# start of PAGE EXTRACT

Sarath Silva as constitutional expert will personally file a petition
Judges, Police, Elections Commissioner must cut themselves off from the shackles of Rajapaksa
The 212-year old Supreme Court is not a creature of this President
While the question whether President Mahinda Rajapaksa could contest the Presidency for the 3rd term has become a hotly debated argument in legal and political circles, former Chief Justice and Constitutional expert, Sarath N. Silva says that President Rajapaksa has no right to contest the next Presidential Election. Describing why the 18th Amendment came into being, Mr. Silva says it is a dishonest amendment and was introduced for the benefit of President Rajapaksa alone.
Excerpts from the interview:
Q : What is the backdrop to the 18th Amendment?

# end of PAGE EXTRACT

- [REQUIRED TASK A]: How many lines of the records below contain the word "person", counting case? Reply with the number only.

# start of AVAILABLE RECORDS

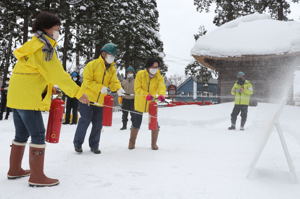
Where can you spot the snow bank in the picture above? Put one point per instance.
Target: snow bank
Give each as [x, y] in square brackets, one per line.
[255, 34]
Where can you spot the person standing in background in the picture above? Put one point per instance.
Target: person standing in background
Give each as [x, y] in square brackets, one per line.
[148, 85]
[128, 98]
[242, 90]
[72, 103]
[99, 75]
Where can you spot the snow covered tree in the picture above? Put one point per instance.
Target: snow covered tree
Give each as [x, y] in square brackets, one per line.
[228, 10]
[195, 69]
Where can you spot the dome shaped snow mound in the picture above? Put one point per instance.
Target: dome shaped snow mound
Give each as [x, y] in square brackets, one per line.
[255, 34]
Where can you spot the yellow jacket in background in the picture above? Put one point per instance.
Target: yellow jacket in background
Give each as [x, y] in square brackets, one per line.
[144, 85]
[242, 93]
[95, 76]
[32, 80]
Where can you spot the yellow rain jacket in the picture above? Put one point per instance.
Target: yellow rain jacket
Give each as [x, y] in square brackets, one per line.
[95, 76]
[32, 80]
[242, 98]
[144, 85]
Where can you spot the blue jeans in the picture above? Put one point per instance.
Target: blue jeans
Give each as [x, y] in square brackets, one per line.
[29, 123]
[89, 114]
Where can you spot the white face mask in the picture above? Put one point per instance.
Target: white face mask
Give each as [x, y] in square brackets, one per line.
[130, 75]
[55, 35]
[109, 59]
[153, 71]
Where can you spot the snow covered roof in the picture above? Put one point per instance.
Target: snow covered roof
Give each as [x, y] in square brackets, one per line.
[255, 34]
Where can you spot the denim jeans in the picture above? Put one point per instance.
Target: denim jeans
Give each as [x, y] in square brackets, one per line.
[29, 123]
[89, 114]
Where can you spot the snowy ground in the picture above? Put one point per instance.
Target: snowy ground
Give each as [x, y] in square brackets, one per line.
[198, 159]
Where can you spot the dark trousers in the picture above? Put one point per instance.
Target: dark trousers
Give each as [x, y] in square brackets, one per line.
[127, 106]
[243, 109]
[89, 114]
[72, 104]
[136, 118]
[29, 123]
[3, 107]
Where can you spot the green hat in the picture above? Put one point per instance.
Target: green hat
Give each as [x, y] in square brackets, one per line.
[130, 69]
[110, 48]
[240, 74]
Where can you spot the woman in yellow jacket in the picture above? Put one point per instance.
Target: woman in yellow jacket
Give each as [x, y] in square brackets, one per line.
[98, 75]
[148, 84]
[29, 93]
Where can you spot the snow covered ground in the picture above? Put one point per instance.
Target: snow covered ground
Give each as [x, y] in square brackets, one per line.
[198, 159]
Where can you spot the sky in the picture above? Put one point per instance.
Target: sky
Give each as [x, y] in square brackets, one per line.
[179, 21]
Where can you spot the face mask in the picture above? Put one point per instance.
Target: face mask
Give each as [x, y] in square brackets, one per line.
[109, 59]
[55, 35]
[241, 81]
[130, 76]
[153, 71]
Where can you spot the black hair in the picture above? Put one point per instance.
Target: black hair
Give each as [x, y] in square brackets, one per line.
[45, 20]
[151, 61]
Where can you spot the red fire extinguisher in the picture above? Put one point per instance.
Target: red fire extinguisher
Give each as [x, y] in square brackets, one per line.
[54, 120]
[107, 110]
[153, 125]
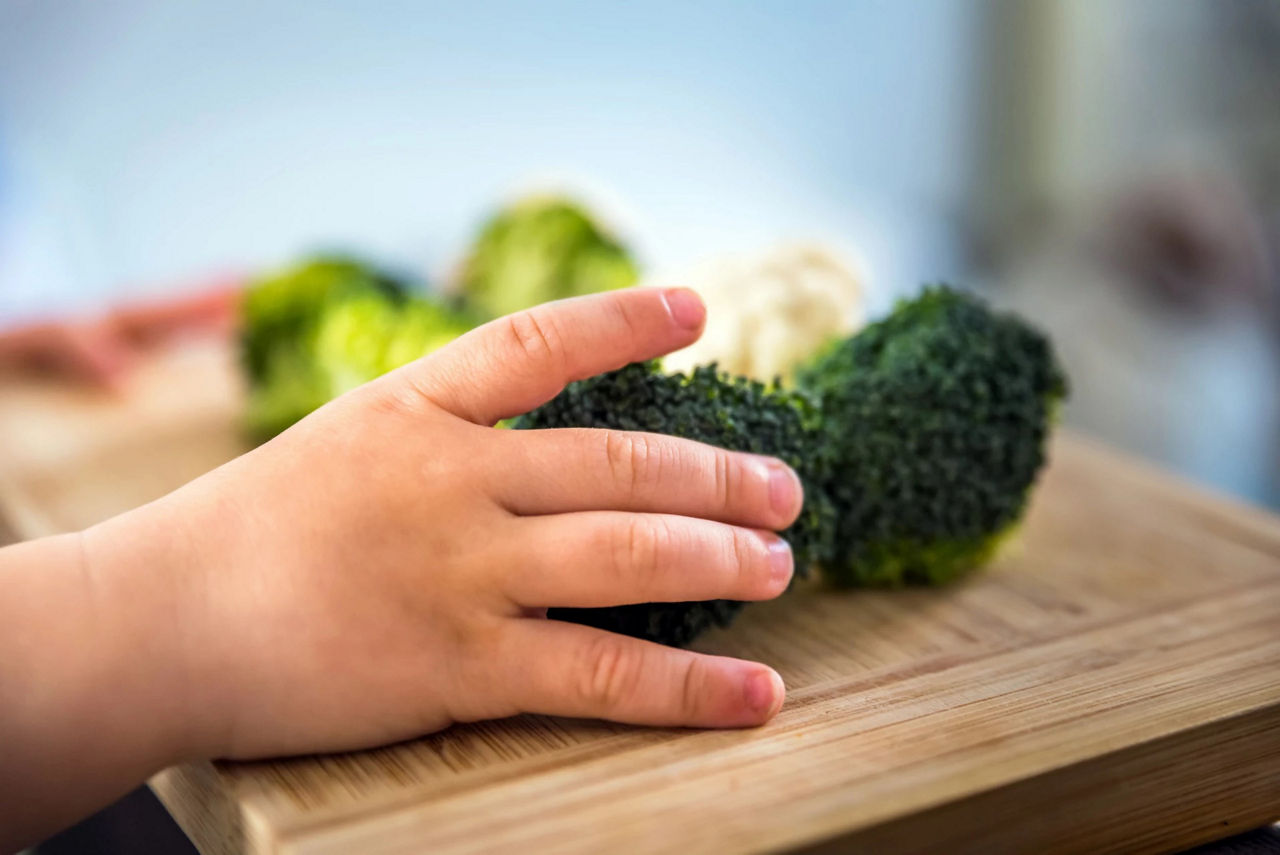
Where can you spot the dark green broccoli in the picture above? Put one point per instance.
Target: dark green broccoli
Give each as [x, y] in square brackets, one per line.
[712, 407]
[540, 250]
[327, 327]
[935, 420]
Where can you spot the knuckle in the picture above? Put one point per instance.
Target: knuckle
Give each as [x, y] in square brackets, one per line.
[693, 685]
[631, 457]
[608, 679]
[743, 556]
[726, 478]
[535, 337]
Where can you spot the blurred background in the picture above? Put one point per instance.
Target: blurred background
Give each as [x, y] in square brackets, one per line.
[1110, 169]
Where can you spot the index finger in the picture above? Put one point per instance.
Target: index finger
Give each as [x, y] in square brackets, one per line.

# end of AVAILABLE RECORDS

- [REQUIRED TASK B]: Can you copy the Sarath Silva interview excerpt above word for word, from "Sarath Silva as" up to and including "the 18th Amendment?"?

- [FULL SOLUTION A]: 2

- [FULL SOLUTION B]:
Sarath Silva as constitutional expert will personally file a petition
Judges, Police, Elections Commissioner must cut themselves off from the shackles of Rajapaksa
The 212-year old Supreme Court is not a creature of this President
While the question whether President Mahinda Rajapaksa could contest the Presidency for the 3rd term has become a hotly debated argument in legal and political circles, former Chief Justice and Constitutional expert, Sarath N. Silva says that President Rajapaksa has no right to contest the next Presidential Election. Describing why the 18th Amendment came into being, Mr. Silva says it is a dishonest amendment and was introduced for the benefit of President Rajapaksa alone.
Excerpts from the interview:
Q : What is the backdrop to the 18th Amendment?